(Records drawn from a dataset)
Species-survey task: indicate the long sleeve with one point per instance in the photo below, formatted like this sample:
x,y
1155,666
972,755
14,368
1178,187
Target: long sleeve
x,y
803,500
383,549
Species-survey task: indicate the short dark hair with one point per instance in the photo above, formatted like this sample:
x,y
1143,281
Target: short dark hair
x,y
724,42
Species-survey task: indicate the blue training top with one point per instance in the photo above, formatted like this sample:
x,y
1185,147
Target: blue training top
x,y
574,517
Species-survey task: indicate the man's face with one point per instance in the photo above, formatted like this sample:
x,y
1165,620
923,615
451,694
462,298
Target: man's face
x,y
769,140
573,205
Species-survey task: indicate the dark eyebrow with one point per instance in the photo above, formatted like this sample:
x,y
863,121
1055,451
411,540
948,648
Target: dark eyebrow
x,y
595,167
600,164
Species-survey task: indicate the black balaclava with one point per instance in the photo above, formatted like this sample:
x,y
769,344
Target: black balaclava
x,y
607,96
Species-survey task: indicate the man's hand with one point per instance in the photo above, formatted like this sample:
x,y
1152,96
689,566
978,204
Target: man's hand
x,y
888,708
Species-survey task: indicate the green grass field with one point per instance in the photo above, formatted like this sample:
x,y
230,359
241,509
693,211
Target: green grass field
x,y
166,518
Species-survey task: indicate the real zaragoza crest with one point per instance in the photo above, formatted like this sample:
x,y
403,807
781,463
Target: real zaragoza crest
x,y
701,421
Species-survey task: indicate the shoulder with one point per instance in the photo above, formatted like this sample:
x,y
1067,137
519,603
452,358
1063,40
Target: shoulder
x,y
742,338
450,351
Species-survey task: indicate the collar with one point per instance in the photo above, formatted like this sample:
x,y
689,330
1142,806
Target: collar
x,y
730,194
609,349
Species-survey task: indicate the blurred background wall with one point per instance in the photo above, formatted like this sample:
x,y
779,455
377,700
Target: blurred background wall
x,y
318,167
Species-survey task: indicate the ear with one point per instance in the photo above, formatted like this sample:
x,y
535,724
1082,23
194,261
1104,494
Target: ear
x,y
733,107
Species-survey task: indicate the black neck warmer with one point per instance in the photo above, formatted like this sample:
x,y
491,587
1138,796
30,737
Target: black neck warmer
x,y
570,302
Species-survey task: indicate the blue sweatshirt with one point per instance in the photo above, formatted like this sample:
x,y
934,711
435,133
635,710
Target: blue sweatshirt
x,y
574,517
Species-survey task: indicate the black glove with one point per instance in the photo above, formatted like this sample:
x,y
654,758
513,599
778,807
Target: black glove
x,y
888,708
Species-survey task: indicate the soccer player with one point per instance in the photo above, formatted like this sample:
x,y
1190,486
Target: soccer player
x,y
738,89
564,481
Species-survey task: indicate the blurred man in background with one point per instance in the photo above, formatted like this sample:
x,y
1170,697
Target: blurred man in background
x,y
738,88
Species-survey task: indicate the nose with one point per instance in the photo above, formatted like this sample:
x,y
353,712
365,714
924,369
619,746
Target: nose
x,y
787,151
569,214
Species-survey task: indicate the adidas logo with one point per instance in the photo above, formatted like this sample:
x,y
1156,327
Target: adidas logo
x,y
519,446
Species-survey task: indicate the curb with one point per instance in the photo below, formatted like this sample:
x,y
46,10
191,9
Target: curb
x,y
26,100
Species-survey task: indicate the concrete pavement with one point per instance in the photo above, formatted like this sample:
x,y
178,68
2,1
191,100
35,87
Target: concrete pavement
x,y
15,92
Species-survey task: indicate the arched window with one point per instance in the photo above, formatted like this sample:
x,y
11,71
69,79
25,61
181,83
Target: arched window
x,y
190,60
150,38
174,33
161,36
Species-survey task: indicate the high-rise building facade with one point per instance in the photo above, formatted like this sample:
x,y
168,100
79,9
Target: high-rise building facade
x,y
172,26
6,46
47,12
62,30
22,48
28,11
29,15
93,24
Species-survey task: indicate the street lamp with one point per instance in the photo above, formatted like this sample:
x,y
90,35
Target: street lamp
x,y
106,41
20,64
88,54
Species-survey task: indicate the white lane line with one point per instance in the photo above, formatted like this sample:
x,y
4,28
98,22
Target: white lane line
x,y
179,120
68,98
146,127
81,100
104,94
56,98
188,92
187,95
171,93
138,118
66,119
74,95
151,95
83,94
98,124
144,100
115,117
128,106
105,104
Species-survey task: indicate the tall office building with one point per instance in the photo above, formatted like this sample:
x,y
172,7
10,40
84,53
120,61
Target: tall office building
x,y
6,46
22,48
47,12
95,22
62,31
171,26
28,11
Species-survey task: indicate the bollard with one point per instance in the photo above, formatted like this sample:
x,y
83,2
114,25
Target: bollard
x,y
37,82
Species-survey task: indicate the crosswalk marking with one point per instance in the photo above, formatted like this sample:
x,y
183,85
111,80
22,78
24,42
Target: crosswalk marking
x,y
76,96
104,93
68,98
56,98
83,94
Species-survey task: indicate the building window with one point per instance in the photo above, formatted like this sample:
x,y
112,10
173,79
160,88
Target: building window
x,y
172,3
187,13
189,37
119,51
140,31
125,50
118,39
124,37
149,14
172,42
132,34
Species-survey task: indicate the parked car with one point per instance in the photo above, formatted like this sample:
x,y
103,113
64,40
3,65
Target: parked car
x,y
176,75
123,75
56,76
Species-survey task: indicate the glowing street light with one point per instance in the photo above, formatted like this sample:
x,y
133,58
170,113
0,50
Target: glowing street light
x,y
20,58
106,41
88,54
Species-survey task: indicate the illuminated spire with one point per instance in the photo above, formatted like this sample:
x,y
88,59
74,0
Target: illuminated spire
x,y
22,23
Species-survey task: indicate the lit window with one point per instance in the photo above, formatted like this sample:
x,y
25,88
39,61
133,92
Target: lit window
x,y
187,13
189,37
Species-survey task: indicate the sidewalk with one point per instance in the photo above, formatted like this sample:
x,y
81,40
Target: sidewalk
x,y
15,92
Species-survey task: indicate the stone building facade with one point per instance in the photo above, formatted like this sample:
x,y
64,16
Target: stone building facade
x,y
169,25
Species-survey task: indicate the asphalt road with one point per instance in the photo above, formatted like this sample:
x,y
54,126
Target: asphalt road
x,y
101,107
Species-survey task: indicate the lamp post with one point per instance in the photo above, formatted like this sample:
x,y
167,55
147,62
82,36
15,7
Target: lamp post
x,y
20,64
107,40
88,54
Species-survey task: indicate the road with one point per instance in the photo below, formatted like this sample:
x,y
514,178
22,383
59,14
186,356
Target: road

• Problem description:
The records must be reproduced in full. Nothing should differ.

• Answer section:
Species-survey task: indicate the long sleeve with one point per instance in the photo below, formatted like this sample:
x,y
1155,666
972,755
14,368
1178,187
Target: long sleeve
x,y
803,500
383,549
Species-survey task: indicate the short dark hair with one point per instance in the photo above, formatted like this sample:
x,y
1143,281
Target: short dark hair
x,y
724,42
Species-survey task: indicate the blue training top with one point per instance in the photo above, formatted like this sample:
x,y
1185,147
Target: blue training top
x,y
574,517
Species-survey task: indicate the man's face with one point per instance in the photo above, formatted like this sample:
x,y
1165,620
923,615
451,694
462,298
Target: man's face
x,y
769,140
573,205
Species-survey task: indicate the dark eyebrow with one point per instance in the photo above, formatted like this sample:
x,y
863,121
1055,451
411,540
948,648
Target: dark eyebrow
x,y
595,167
600,164
Species-survey task: indicate the black balaclava with one point per instance in the photo above, formatted like this sample:
x,y
769,344
Target: black balaclava
x,y
607,96
Species-survey task: indicate the man's hand with one point per instance in the photo above, formatted like this sample:
x,y
1152,96
689,566
978,204
Target: man's hand
x,y
888,708
Species-survey task: indicate the green grass field with one point per instance in the photo above, formatted like this sample:
x,y
230,359
241,509
693,211
Target: green grass field
x,y
166,518
Species-survey task: indicate the real zaragoza crest with one point per instance in the photo above, formatted like this sample:
x,y
403,807
781,463
Target: real zaragoza crest
x,y
701,421
Species-survey task: indicate the shoulder with one point per instance in the photo above, formatted like this sample:
x,y
1067,137
519,603
452,358
1063,40
Target: shoulder
x,y
742,338
450,351
Species-survey task: indicate the collar with one point per instance in the photo above, formatted like this sample:
x,y
689,330
1142,806
Target: collar
x,y
730,194
609,349
Species-survey task: indicate the blurred background wall with one point per instance in the photo above, formatted like this sample:
x,y
779,455
377,700
Target: blurred background wall
x,y
318,167
Species-survey task: indicate the ear with one point per instance in the photo above, formatted like this sample:
x,y
535,724
1082,23
194,261
1104,494
Target: ear
x,y
733,107
Species-survey task: indicate the black neck warmer with one point per instance in the photo above, formatted like this sample:
x,y
491,587
1138,796
30,737
Target: black neck warmer
x,y
570,302
Species-survey task: indicate the blue sweatshirt with one point per instance in the photo above, formatted like this sample:
x,y
934,711
435,133
635,710
Target: blue sweatshirt
x,y
574,517
Species-survey task: indicate the black glove with one point per instance in the photo above, formatted like this sample:
x,y
654,758
513,599
778,807
Target: black glove
x,y
888,708
Species-survey task: indicate the soccer player with one point per instance in the photo above, formatted like this sample:
x,y
1190,486
Target: soccer player
x,y
738,89
564,481
Species-survey task: indicate the blurred man in background with one point per instance in the photo above, formatted like this sample:
x,y
1170,697
Target: blurred man in background
x,y
738,88
Species-survey task: indicate the nose with one point per instance in the photo above, formatted like this sample:
x,y
353,712
365,714
924,369
619,746
Target: nose
x,y
787,151
569,214
Species-survey task: indicate the adidas logo with one point per instance in the photo above, formatted like this sample:
x,y
1156,327
Target: adidas logo
x,y
519,446
Species-survey task: indicate the curb with one point per instance in the photo below, formatted like this sample:
x,y
46,10
191,9
Target: curb
x,y
26,100
Species-survey task: indicate the concrete pavement with one point per instance in the photo above, formatted like this sample:
x,y
178,68
2,1
191,100
35,87
Target: concrete pavement
x,y
15,92
Species-survey task: indicate the arched window with one point per instance in the photo above, formatted like this sample:
x,y
11,71
69,79
25,61
181,83
Target: arched window
x,y
190,60
150,38
174,33
161,36
Species-survey task: indicate the high-rise building facade with one point per instance in the photo above, formatted like this sample:
x,y
168,100
79,9
Target: high-rise building facade
x,y
172,26
6,46
47,12
62,30
22,48
28,11
29,15
93,24
Species-survey task: indicate the street lamp with one point per instance in the photo above, formatted like this sample:
x,y
90,35
Target: street lamp
x,y
106,41
20,64
88,54
Species-survey task: indicate the white lane line with one point per instance in the photo above, formatted like this sample:
x,y
4,28
98,22
Target: white lane line
x,y
179,120
68,98
146,127
81,100
104,94
56,98
188,92
187,95
171,93
138,118
66,119
74,95
151,95
83,94
98,124
144,100
115,117
128,106
105,104
Species-survey task: indicate the tall office building with one point per instance in the photo above, formatted like this sample:
x,y
172,7
10,40
84,53
120,61
Target: tall office building
x,y
6,46
22,48
47,12
95,22
62,31
171,26
28,11
Species-survey task: indicate the bollard with one point per instance in the photo above, formatted like this sample:
x,y
83,2
114,25
Target: bollard
x,y
37,82
Species-survey task: indicate the crosswalk marking with one point per instance in the photo above, formatted like this sample:
x,y
183,85
111,80
22,78
24,42
Target: crosswalk marking
x,y
76,96
104,93
68,98
56,98
83,94
Species-survey task: indicate the building window with one point per instance in the photo above, formatted like this sample:
x,y
112,10
173,79
160,88
Target: building window
x,y
172,3
187,13
189,37
119,51
140,31
125,50
118,39
124,37
149,14
172,42
132,34
Species-survey task: indicate the parked car with one point per instance in the photo above, formatted like this sample:
x,y
103,113
64,40
3,65
Target: parked car
x,y
176,75
123,75
56,76
Species-survey task: indicate the glowing street light with one point per instance in the photo above, formatted like this sample:
x,y
133,58
170,113
0,50
Target: glowing street light
x,y
20,58
106,41
88,54
Species-survey task: indicate the illuminated spire with one point per instance in the photo above, formatted like this sample:
x,y
88,59
74,0
Target: illuminated spire
x,y
22,23
Species-survey task: indicate the lit window with one point per instance in the photo above, formatted like this sample:
x,y
25,88
39,61
133,92
Target: lit window
x,y
187,13
189,37
Species-survey task: indicate the sidewalk with one point per instance in the photo above, formatted like this sample:
x,y
81,40
Target: sidewalk
x,y
15,92
Species-survey task: indicate the stone building facade with one point per instance in the photo above, formatted like this sample:
x,y
64,16
Target: stone building facade
x,y
169,25
Species-survey task: indicate the asphalt road with one point per instance in the photo above, formatted like this sample:
x,y
54,126
Target: asphalt road
x,y
101,107
Species-survey task: indicate the lamp post with one point per instance in the photo above, formatted like this sample:
x,y
167,55
147,62
82,36
15,7
Target: lamp post
x,y
20,64
107,40
88,54
Species-survey task: indicate the road with one point per instance in the photo below, formatted like this sample:
x,y
514,178
22,383
59,14
186,356
Target: road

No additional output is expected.